• [Work task]: Please set down the data word for word; images do not go in the copy.

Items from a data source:
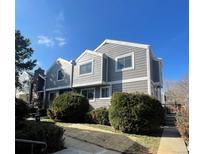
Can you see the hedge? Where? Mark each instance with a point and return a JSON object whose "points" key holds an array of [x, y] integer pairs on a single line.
{"points": [[69, 107], [135, 113], [39, 131], [98, 116], [182, 122]]}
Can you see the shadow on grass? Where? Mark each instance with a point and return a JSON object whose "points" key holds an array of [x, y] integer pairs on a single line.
{"points": [[111, 141]]}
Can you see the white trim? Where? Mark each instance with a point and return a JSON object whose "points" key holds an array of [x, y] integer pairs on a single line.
{"points": [[110, 92], [42, 76], [148, 72], [123, 56], [128, 80], [57, 60], [60, 69], [84, 63], [88, 51], [90, 100], [49, 97], [139, 45], [57, 88], [40, 91], [88, 84], [112, 82]]}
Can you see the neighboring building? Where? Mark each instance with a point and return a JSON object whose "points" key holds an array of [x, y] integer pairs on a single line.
{"points": [[114, 66]]}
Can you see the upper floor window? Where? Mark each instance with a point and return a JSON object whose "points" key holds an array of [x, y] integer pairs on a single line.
{"points": [[105, 92], [86, 68], [125, 62], [60, 75]]}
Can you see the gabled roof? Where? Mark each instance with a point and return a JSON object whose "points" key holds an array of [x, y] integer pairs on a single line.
{"points": [[58, 60], [139, 45], [90, 52]]}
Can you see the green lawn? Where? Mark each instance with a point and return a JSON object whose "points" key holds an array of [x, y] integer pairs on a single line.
{"points": [[107, 137]]}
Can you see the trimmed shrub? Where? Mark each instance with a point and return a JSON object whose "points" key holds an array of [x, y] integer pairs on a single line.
{"points": [[39, 131], [69, 107], [135, 113], [98, 116], [182, 122], [21, 109]]}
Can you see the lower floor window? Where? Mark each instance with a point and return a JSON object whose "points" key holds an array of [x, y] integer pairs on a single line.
{"points": [[88, 93], [52, 96]]}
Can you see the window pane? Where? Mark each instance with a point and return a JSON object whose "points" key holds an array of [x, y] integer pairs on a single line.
{"points": [[60, 75], [84, 93], [86, 68], [128, 61], [90, 94], [120, 63], [105, 92]]}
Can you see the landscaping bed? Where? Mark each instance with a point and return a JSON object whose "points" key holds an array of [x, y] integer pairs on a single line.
{"points": [[107, 137]]}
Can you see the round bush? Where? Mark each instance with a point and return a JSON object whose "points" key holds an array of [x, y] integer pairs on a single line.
{"points": [[69, 107], [39, 131], [135, 113], [21, 109], [98, 116]]}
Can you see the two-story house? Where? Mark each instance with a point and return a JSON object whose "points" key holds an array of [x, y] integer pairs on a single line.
{"points": [[114, 66]]}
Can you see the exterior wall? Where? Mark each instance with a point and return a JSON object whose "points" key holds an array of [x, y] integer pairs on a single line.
{"points": [[52, 82], [156, 71], [96, 75], [131, 87], [115, 50], [105, 69]]}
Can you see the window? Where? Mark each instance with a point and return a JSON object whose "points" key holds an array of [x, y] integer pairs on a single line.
{"points": [[125, 62], [86, 68], [60, 75], [105, 92], [88, 93], [51, 97]]}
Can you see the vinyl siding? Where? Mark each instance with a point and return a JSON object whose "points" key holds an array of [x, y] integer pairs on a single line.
{"points": [[105, 69], [156, 71], [114, 50], [97, 102], [96, 76], [131, 87], [52, 82]]}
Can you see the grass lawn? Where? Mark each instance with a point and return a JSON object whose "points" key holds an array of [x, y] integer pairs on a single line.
{"points": [[107, 137]]}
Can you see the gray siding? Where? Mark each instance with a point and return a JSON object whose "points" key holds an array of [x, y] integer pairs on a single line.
{"points": [[96, 76], [114, 50], [97, 102], [131, 87], [155, 71], [52, 81], [105, 69]]}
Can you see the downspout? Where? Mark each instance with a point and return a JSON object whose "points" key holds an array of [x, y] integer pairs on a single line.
{"points": [[72, 74], [44, 93]]}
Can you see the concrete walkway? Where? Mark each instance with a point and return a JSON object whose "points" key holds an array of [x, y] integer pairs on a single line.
{"points": [[171, 142], [75, 146]]}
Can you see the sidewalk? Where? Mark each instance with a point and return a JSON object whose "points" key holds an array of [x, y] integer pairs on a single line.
{"points": [[171, 142], [75, 146]]}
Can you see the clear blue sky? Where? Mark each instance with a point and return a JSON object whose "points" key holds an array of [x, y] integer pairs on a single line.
{"points": [[65, 28]]}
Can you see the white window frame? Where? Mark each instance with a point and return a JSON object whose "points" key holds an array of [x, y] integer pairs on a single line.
{"points": [[83, 63], [110, 92], [63, 74], [90, 100], [49, 98], [122, 56]]}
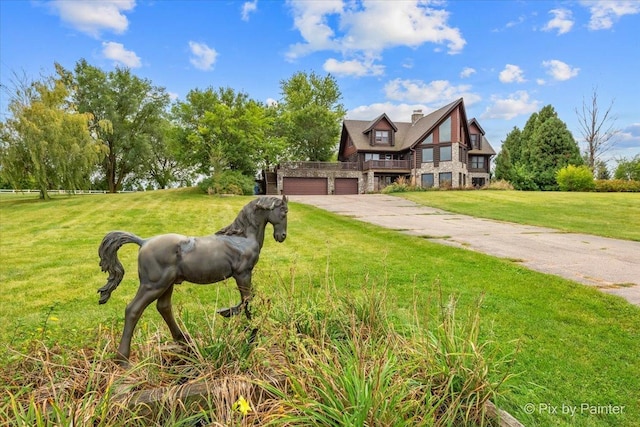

• [Exercise response]:
Can you see the hedge? Where? Mark each instance with a point and return a JSON object whose "points" key holds an array of [x, y] integer pairs on a single line.
{"points": [[69, 107], [135, 113], [39, 131], [98, 116], [182, 122]]}
Can you see the shadow on grass? Where? Mark each instance with a point and return a JSON object whose "points" key holds an array of [x, y] integer pairs on a single line.
{"points": [[111, 141]]}
Can you see the white trim? Where? Mark each instance with a point and return a JSON object whose "points" key holds an array of [x, y] integer pairs on a single line.
{"points": [[110, 92], [42, 76], [148, 72], [123, 56], [128, 80], [57, 60], [60, 69], [84, 63], [88, 51], [90, 100], [49, 97], [139, 45], [57, 88], [40, 91], [88, 84], [112, 82]]}
Can you see the neighboring building? Where? Mark each instance with a point and return a JSON object whose "points" key holds an array of [x, y] integer pairs on a single line.
{"points": [[114, 66]]}
Can you see the upper floor window? Where? Mark each instance with a point and return a JSON object whose "points" key holds an array of [x, y] integer pairs on a single line.
{"points": [[105, 92], [86, 68], [125, 62], [60, 75]]}
Can you see the gabled roof? Where? Mark each instance with a point and return a JSON object whose "points" key holds an array of [x, y] integer pairs on a single line.
{"points": [[58, 60], [139, 45], [90, 52]]}
Can you see the green lawn? Where? Mark each instance with a point and return a JSON object whose "points" key holds an array of [x, y] integer pairs on a single line.
{"points": [[107, 137]]}
Can you see the trimmed shrub? Where? Mark each instance with a point and return a JSON object whose "points" key holds an array of [x, y] integer pairs on a single line.
{"points": [[39, 131], [69, 107], [135, 113], [98, 116], [182, 122], [21, 109]]}
Can you see the lower floor window? Where? Mark each instance with a point and return a JSON object whose "points" key holds an array of [x, y] integer pairs on a single line.
{"points": [[88, 93], [52, 96]]}
Can you see the window pane? Where? Mark each instance with a point and return a JSON object whose "points" key holds an array of [x, y] integer pairs on a single line.
{"points": [[60, 75], [84, 93], [86, 68], [128, 61], [90, 94], [120, 63], [105, 92]]}
Can you see the landscaping bed? Where? Mark each instance with a point and return a JSON object whose "points" key holds an array of [x, y] integer pairs on a single line.
{"points": [[107, 137]]}
Can you see the round bush? Where? Mark each instance with a point and return a JSON object whose "points" key holds an array of [x, y] integer pairs on a single line.
{"points": [[69, 107], [39, 131], [135, 113], [21, 109], [98, 116]]}
Can you see the two-story house? Where? Mark each instance with a point and return a JSON object whose "points" key holds an array of [x, y] integer pairs on a single line.
{"points": [[114, 66]]}
Can you see the exterior wall? Where? Mark each instance with a point and return a JSON object whose "points" key holds an array of [x, y] integer pairs on a single line.
{"points": [[52, 82], [156, 71], [96, 75], [131, 87], [115, 50], [105, 69]]}
Can you see the window? Where? Mark each instance with a point and return a JSON object whose "points" key holds an array of [x, y] integer pairs on a single line.
{"points": [[125, 62], [86, 68], [60, 75], [105, 92], [88, 93], [51, 97]]}
Can you see the vinyl siding? Where? Mark each instance with a point and return a JSON object whose "points" key holds an array of [x, y] integer pairs on a single line.
{"points": [[105, 69], [156, 71], [114, 50], [97, 102], [96, 76], [131, 87], [52, 82]]}
Can you see the grass lawn? Where? Mark each instance with a point and return a JSON object whose "points" key holds an array of [x, y] integer pairs on a single line.
{"points": [[107, 137]]}
Can you see the gray siding? Where? Mark each instance with a point and return a JSON object whose "points" key holds an array of [x, y] integer pairs on a single line.
{"points": [[96, 76], [114, 50], [97, 102], [131, 87], [155, 71], [52, 81], [105, 69]]}
Can you see the downspout? Where? Mark each instance with a point and return a JSON object whose "points" key holds an array of [x, y] integer pairs on a single line.
{"points": [[72, 74], [44, 93]]}
Can you see the concrete walkway? Where? Mark each instance with a point and return a JSON object whose "points" key holds an array of [x, y] integer pairs on a single line.
{"points": [[171, 142], [75, 146]]}
Can you see the sidewalk? Where? Mark each instance with a point and return a JSON object whose "points" key holds an array of [x, y] integer pairs on a single line.
{"points": [[171, 142], [75, 146]]}
Can you see the clear blue sky? Where? Mark each instance with a point and return a JSON object whose "points" key holds an array of [x, y] integer pairs on a single line.
{"points": [[65, 28]]}
Can you see the white window frame? Where? Mark each instance with a point and return a JSON object whose "points" key holds an array of [x, y] integer pairs on a single line.
{"points": [[83, 63], [110, 92], [63, 74], [90, 100], [49, 98], [122, 56]]}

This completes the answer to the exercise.